(SELECTED PASSAGE):
Possible cutting tools include:

  • Garden shears
  • Specialized herb snips
  • Small scissors with a sharp, pointed tip

How To Prune Basil Step By Step

If you look closely at the plant’s central stem, you’ll see that leaves grow in pairs, coming out of the stem on opposite sides. You always want to prune just above the nodes where these leaves emerge to force them to grow into lateral branches.

  1. Find the point on the upper part of the stem where big leaves are growing.
  2. Then search for two tiny leaf buds just above these large leaves. 
  3. Using your cutting tool, prune off the main stem one-quarter to one-half inch above these tiny leaves.
  4. Repeat the process in two to three weeks, pruning again to encourage further growth. 
a person cutting basil leaves from plant

Benefits of Pruning Your Basil

While many people dislike pruning off parts of their beautiful, healthy plants, pruning actually has many benefits. Not only does it guarantee the plant produces more leaves, but it also helps maintain the plant’s overall health. Pruning keeps your plant looking neat and tidy instead of scraggly and unkempt.

  • Increased Growth – Pruning off your plant’s apical meristem (active growing point) enables it to grow leaves exponentially. Instead of only having one central stem for growth, your plant grows multiple branches, increasing the harvestable amount.

(EXERCISE DETAILS): Extend the basil pruning guide past its final sentence.

(DATASET SECTION):

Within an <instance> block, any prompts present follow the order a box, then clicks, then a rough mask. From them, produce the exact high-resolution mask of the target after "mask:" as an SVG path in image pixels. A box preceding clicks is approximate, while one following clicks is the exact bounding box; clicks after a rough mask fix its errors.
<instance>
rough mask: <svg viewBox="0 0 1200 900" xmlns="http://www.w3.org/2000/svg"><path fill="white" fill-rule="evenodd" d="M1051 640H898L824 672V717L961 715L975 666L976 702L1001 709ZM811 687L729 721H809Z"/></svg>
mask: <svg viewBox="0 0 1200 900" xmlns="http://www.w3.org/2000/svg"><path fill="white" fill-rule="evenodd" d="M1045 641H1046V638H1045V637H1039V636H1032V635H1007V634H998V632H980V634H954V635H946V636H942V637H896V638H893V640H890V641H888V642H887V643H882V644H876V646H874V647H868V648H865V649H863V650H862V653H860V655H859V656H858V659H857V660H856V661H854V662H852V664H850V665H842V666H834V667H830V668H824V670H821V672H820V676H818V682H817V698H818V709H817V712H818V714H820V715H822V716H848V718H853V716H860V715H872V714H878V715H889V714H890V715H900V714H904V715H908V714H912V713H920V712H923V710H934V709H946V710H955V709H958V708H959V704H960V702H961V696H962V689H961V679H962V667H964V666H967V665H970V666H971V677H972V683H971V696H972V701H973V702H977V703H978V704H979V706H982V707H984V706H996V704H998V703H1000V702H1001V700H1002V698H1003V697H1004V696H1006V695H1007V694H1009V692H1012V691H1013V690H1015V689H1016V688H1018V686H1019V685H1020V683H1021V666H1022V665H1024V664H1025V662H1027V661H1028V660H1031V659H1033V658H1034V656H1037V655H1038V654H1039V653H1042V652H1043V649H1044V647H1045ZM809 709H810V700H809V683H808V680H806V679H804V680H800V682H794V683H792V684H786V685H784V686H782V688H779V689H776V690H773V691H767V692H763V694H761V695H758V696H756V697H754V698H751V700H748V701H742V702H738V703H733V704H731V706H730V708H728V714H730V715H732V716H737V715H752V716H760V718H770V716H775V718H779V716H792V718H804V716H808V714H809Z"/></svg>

(OUTPUT OF THE TASK):
  • Healthier Plants – Pruning out basil stems allows you to remove unhealthy leaves, improving the overall health of your plant.
  • Neat and Tidy Appearance – Pruning your basil plant often prevent your plant from growing tall and leggy and will look full and bushy instead.
bushy leaves of several basil plants

Pinching vs. Pruning

The terms pinching and pruning are often used interchangeably. Pinching is a simple technique that accomplishes exactly what its name says—it involves harvesting or removing leaves with your fingers. Pruning is technically the process of removing the ends of the plant’s stems, including the active growing point, to encourage the lateral branches to grow, creating a full, bushy plant. 

A person pinching and picking leaves of  basil

Pruning Tips and Tricks

  • Once an herb plant develops flower buds, it stops producing leaves, and the taste of the plant may change if the flowers open. Always prune off flower buds, so the plant directs its energy towards growing new leaves.
  • Start pruning early, and prune often. Frequent pruning will continually encourage more side stems and leaves for harvesting.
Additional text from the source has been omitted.